Work order:
Go through the data below. Pull out every line that has the word "pole".

Exercise material:
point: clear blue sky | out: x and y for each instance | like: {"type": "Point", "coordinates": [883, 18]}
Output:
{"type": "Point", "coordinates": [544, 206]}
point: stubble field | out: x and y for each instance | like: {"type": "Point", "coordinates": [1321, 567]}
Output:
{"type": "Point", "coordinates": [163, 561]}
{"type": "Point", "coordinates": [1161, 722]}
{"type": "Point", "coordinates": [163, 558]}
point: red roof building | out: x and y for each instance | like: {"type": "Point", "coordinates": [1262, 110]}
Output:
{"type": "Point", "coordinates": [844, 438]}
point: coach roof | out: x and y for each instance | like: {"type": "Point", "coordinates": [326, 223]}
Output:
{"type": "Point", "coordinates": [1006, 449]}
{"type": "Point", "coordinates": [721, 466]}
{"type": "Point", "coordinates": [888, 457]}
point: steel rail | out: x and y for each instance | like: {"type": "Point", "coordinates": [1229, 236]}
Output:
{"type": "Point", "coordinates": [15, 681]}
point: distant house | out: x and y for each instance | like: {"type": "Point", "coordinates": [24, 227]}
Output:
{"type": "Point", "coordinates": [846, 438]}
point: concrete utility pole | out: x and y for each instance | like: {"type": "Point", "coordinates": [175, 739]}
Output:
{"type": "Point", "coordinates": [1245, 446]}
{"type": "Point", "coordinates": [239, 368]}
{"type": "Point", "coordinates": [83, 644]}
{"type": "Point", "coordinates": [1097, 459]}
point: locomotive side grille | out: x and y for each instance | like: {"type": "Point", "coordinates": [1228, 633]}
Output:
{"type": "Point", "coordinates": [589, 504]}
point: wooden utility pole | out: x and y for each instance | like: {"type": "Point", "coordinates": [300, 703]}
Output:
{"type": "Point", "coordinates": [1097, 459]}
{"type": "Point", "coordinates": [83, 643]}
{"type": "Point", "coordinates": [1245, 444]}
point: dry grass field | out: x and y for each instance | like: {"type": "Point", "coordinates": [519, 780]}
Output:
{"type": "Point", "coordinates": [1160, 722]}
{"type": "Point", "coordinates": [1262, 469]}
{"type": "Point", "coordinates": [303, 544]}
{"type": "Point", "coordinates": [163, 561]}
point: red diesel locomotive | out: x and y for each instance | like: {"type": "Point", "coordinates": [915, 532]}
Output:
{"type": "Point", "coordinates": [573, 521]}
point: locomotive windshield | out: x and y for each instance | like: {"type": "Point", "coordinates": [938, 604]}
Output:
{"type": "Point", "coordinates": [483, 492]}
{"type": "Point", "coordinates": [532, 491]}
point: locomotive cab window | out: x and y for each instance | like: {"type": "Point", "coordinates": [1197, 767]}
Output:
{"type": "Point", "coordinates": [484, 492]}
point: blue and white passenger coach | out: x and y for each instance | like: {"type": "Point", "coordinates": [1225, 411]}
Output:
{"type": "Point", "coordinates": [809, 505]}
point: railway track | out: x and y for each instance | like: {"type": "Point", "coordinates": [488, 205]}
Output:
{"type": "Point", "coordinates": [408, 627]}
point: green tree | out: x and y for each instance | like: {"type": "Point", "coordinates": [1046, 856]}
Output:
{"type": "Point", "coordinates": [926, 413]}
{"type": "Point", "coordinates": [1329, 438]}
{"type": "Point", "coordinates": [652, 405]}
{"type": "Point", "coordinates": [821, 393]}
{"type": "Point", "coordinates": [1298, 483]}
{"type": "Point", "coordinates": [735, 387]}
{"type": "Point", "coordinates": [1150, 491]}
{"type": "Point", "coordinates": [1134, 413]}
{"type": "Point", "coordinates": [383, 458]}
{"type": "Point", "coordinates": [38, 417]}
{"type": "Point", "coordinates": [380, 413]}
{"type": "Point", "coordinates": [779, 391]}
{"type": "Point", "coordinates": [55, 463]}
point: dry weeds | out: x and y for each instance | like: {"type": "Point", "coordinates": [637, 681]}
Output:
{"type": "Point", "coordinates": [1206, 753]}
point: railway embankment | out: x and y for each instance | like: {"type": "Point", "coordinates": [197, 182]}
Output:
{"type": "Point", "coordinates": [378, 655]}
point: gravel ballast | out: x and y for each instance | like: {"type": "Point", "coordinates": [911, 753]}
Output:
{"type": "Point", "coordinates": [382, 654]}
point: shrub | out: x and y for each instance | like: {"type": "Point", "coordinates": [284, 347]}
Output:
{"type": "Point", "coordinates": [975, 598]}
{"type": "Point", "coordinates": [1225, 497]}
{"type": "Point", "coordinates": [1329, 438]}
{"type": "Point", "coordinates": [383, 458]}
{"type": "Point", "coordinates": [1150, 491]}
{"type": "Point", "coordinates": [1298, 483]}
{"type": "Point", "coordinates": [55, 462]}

Answer space:
point: concrete utility pole | out: x and y for each instance | like: {"type": "Point", "coordinates": [175, 739]}
point: wooden utility pole | out: x and y for each instance | like: {"type": "Point", "coordinates": [300, 703]}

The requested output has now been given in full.